▶ _Coordinate labeling data_

******************************

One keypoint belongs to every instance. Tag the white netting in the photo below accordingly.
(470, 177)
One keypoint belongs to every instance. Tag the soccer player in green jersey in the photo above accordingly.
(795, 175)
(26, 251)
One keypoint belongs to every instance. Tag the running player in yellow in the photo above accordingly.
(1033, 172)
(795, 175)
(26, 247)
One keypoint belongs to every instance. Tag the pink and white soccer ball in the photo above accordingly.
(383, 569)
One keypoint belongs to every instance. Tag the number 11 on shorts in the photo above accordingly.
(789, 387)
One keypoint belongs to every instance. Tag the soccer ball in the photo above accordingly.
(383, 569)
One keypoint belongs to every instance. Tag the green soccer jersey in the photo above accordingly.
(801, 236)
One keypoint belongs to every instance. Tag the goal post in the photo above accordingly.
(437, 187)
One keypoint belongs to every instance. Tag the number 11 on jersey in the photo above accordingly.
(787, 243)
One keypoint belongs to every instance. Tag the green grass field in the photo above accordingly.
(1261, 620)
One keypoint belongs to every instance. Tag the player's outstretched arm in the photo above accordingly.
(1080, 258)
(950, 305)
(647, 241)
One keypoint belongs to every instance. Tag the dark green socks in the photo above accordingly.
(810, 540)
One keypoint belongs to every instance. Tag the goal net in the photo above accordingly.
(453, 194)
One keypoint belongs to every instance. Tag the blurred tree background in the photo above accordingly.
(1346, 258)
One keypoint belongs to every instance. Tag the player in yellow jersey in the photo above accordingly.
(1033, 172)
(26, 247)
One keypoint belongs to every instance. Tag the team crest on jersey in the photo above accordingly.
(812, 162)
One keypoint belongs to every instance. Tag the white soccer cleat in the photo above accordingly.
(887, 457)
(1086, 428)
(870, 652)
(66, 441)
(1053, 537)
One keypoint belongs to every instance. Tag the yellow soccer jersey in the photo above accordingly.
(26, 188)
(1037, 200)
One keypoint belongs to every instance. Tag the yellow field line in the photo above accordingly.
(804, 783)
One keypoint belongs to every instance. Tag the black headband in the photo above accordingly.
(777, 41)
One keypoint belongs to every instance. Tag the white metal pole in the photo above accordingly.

******************************

▶ _Aim_
Reproduce the stretch from the line containing "One keypoint belongs to every instance. Tag the black" through the end of the material, switching "instance" to "object" and leaving everything else unchanged.

▶ _Output of the exercise_
One keypoint belongs to every object. Tag the black headband in the photo above accordingly.
(777, 41)
One keypoint belongs to every object. Tag the white metal pole in the photo above accordingly.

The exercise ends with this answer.